__Exercise aim__
Please pick out each line of the items below that contains the word "brown", and copy those lines.

[Stored data]
* * * * * * *

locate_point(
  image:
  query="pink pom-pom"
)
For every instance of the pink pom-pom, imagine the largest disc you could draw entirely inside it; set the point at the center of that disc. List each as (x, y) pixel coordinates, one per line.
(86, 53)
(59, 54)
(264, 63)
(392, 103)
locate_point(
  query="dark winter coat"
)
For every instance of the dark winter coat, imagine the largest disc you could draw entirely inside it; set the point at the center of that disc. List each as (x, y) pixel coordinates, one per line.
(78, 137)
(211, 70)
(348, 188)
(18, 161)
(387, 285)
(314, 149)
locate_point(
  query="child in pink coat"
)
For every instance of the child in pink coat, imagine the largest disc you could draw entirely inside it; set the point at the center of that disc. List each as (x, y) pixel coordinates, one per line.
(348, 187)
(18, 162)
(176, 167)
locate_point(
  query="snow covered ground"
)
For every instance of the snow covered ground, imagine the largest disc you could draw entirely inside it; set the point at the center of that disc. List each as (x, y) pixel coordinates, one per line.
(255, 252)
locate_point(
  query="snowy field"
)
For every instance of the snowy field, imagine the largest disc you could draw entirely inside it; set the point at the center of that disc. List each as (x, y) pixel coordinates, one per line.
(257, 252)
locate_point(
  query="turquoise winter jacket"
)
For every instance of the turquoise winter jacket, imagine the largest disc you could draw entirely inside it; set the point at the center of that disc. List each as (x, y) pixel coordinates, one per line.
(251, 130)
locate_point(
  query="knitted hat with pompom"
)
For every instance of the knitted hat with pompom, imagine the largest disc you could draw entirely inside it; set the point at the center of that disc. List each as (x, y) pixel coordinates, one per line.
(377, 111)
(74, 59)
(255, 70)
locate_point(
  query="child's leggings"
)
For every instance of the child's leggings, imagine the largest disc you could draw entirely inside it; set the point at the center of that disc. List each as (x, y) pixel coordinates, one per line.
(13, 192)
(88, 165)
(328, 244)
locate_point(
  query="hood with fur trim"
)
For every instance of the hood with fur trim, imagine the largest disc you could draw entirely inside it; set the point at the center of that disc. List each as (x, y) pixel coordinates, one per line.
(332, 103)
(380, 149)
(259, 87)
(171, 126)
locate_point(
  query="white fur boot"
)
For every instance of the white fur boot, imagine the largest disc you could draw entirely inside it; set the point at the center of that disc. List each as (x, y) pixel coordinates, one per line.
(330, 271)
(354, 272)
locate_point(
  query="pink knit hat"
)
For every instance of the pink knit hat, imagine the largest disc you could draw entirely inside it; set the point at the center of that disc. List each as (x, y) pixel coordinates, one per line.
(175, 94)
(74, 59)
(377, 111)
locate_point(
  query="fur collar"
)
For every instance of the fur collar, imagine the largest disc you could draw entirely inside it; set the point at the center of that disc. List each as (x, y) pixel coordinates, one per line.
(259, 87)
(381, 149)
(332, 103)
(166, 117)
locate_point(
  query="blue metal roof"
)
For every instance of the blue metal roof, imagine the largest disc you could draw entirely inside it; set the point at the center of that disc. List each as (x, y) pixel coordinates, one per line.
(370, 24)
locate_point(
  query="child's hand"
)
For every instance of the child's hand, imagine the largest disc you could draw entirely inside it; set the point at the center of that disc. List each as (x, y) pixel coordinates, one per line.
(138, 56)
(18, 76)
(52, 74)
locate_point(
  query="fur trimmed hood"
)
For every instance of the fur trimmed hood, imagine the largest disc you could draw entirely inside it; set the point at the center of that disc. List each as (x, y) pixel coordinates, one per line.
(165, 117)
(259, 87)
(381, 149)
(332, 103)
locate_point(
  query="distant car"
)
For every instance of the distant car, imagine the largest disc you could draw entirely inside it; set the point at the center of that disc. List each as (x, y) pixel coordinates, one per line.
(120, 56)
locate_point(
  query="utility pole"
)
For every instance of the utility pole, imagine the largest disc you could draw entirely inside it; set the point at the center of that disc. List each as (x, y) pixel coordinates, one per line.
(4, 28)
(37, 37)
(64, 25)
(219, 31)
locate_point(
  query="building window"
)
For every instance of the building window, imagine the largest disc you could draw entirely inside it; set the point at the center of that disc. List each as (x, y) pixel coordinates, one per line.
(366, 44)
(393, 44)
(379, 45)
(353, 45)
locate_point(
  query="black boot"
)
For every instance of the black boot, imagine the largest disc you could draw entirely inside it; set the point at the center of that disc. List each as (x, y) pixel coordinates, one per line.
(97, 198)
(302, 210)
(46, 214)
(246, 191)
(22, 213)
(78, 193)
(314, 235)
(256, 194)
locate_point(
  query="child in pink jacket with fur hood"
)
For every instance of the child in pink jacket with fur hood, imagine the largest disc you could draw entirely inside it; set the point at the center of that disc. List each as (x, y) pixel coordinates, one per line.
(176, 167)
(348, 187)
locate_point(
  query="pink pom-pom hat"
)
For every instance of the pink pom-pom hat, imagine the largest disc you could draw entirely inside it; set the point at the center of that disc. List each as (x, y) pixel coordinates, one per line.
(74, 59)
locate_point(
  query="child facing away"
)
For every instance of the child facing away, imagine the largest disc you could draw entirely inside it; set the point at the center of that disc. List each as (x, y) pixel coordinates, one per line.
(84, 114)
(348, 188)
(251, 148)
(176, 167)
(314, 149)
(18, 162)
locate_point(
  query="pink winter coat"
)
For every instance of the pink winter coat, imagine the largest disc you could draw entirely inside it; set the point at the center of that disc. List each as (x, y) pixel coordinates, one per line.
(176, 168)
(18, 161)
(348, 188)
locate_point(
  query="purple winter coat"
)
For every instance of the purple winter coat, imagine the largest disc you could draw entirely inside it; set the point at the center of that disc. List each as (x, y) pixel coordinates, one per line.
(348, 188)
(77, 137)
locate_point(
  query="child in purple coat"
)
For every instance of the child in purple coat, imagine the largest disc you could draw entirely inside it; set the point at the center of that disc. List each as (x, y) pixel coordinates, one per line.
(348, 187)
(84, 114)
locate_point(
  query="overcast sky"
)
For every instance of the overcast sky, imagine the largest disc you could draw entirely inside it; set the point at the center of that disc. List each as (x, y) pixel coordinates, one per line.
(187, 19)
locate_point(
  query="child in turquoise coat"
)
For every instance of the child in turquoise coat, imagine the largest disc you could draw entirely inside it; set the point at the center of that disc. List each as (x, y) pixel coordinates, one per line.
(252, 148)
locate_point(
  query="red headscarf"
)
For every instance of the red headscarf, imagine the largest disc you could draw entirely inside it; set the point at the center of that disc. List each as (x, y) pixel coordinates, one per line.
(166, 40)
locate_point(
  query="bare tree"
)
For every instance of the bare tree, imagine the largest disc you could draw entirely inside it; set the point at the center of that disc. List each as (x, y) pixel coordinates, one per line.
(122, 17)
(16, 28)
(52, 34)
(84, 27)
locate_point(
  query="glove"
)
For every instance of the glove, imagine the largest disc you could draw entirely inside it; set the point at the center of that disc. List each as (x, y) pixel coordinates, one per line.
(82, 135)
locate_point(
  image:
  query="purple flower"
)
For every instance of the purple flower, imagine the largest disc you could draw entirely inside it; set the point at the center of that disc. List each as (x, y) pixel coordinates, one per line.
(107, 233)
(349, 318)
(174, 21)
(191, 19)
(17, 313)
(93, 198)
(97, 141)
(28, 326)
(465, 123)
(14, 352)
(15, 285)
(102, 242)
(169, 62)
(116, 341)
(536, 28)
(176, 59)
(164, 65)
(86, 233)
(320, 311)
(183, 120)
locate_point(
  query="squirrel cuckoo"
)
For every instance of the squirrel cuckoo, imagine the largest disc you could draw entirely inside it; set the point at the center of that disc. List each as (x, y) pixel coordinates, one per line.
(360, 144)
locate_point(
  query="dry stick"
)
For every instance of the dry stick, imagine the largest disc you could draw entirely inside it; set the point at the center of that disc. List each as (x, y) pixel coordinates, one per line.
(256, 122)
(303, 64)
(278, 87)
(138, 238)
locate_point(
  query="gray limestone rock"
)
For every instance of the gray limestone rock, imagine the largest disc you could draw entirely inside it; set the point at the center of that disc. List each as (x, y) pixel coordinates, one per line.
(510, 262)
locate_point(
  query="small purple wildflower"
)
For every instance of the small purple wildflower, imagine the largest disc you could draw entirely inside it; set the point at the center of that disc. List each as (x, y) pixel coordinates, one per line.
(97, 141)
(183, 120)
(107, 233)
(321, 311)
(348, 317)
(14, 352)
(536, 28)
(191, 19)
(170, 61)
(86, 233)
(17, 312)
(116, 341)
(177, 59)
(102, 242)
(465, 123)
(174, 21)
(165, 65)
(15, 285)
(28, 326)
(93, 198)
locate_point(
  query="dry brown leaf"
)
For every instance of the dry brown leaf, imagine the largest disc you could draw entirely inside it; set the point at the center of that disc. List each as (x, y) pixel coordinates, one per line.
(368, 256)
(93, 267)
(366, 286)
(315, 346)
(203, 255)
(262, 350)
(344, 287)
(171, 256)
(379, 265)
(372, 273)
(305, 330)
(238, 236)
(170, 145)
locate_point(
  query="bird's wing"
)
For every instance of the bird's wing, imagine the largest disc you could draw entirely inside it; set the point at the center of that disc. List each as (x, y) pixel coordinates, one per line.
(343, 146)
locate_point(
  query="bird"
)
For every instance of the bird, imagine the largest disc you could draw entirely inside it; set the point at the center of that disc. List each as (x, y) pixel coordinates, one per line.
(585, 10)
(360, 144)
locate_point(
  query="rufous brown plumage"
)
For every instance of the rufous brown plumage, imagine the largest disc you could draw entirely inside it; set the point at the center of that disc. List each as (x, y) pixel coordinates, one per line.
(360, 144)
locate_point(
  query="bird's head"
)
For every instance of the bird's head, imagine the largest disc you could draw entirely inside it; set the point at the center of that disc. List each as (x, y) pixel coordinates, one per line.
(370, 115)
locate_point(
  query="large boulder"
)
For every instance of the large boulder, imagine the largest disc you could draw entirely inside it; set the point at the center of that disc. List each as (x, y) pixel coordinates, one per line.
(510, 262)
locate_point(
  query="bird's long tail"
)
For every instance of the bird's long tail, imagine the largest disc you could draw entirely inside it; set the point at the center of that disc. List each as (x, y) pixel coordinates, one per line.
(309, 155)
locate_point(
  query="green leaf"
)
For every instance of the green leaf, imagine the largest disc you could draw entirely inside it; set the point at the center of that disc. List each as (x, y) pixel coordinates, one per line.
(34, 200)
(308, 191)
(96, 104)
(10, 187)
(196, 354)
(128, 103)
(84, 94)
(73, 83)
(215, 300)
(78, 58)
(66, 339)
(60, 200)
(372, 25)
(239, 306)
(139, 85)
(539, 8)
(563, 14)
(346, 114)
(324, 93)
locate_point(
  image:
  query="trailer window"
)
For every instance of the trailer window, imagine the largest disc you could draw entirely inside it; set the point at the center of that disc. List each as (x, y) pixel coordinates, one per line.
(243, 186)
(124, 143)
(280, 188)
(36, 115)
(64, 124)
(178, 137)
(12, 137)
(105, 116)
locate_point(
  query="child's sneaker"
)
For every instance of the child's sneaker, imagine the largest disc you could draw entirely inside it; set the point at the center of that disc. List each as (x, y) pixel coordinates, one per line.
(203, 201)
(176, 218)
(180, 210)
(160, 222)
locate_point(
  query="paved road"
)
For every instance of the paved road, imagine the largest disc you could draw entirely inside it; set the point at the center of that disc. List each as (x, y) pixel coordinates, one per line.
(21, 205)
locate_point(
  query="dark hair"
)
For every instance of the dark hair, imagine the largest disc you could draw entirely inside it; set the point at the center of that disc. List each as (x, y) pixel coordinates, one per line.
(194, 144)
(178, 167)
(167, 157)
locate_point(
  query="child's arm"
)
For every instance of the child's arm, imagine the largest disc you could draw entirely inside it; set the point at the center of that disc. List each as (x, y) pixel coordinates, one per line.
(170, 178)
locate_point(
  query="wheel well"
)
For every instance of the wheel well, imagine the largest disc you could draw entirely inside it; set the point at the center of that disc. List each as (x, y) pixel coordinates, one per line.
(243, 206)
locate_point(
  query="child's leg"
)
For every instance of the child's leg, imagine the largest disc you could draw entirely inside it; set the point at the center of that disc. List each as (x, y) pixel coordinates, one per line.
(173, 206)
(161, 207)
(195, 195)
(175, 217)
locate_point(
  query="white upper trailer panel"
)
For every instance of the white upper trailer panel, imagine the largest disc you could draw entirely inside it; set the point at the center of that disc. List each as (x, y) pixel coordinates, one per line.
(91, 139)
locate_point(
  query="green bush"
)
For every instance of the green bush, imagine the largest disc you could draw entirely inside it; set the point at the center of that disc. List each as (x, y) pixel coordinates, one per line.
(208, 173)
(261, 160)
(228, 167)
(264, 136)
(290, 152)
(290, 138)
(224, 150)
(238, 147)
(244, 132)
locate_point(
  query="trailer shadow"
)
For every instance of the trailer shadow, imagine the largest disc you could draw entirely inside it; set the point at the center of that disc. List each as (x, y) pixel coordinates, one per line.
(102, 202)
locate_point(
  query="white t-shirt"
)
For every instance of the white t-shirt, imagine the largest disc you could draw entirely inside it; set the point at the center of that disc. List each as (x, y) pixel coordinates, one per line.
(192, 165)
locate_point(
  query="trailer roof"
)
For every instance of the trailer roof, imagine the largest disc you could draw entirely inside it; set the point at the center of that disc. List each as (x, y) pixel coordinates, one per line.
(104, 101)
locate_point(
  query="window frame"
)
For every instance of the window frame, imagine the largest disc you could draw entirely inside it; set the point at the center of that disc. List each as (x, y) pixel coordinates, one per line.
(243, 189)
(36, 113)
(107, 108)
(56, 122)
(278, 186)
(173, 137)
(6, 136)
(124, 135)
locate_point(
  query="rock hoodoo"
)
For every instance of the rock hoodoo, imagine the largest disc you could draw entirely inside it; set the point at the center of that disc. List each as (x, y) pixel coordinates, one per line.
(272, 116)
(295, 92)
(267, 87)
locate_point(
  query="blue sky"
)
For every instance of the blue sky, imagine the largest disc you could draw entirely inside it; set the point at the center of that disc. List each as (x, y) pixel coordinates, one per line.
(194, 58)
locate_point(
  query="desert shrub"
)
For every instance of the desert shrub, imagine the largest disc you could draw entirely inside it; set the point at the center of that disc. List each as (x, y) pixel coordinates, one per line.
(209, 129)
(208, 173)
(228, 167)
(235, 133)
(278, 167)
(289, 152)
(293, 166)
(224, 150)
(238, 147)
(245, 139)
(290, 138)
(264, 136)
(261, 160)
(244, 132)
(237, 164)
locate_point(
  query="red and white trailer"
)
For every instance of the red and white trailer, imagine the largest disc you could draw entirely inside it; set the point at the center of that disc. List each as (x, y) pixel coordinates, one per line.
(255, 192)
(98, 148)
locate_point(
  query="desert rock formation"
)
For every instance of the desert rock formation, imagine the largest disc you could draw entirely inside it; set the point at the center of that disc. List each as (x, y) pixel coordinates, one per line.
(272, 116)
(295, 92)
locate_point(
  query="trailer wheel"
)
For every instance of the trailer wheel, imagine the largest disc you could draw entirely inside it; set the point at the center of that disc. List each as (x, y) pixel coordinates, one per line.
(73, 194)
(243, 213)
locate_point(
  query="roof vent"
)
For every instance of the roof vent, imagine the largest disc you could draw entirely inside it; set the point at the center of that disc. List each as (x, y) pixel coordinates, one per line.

* * * * * * *

__Answer to this problem__
  query="dry brown leaf"
For every instance of the dry brown leaf, imagine the largest disc you could draw entirely inside it; set the point at the center of that disc. List each as (x, y) pixel coordinates, one per line.
  query="rufous brown plumage"
For every instance of the rufous brown plumage, imagine the largest disc you could draw entirely inside it; set the point at the center of that disc. List each as (x, y) pixel coordinates, one per line.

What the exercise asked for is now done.